Records contained in a dataset
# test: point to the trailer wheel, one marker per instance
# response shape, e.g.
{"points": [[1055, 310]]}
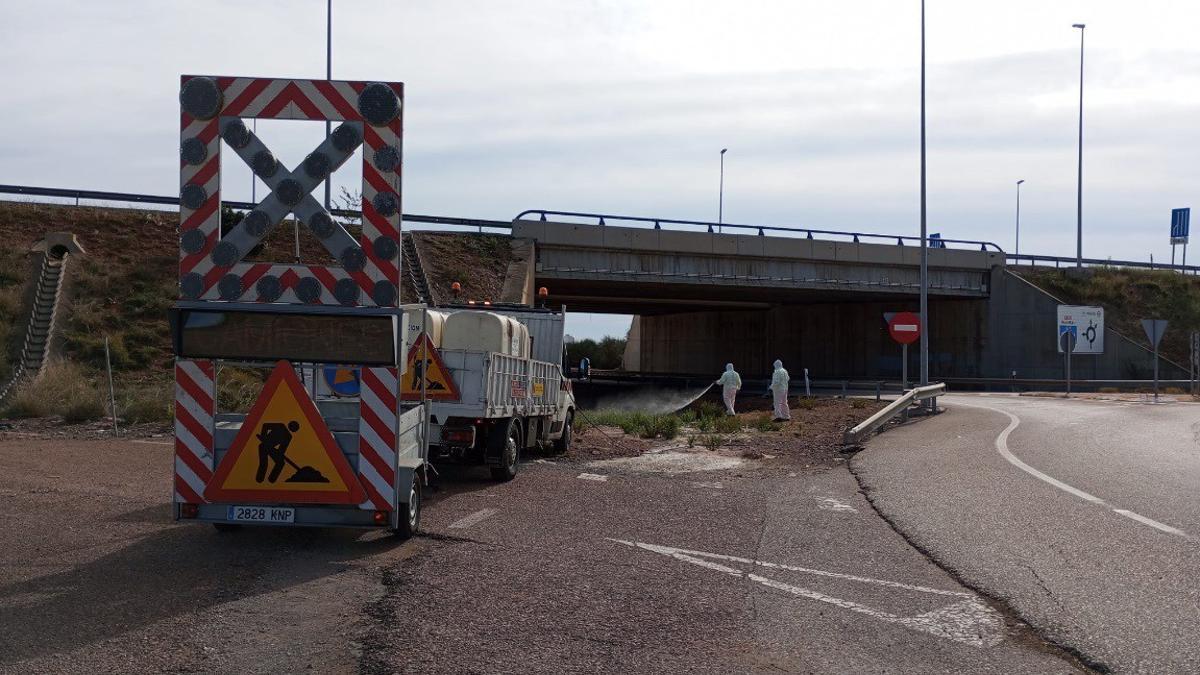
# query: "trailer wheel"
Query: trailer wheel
{"points": [[508, 447], [564, 442], [411, 513]]}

## EXERCISE DESCRIPTION
Exactly as written, reproduce all of the entries while dropping the pictures.

## RESPONSE AREA
# test: point to the trailer wheel, one marker per instance
# response shape, e.g.
{"points": [[1055, 310]]}
# query: "trailer wheel"
Query: trailer wheel
{"points": [[508, 447], [564, 442], [411, 513]]}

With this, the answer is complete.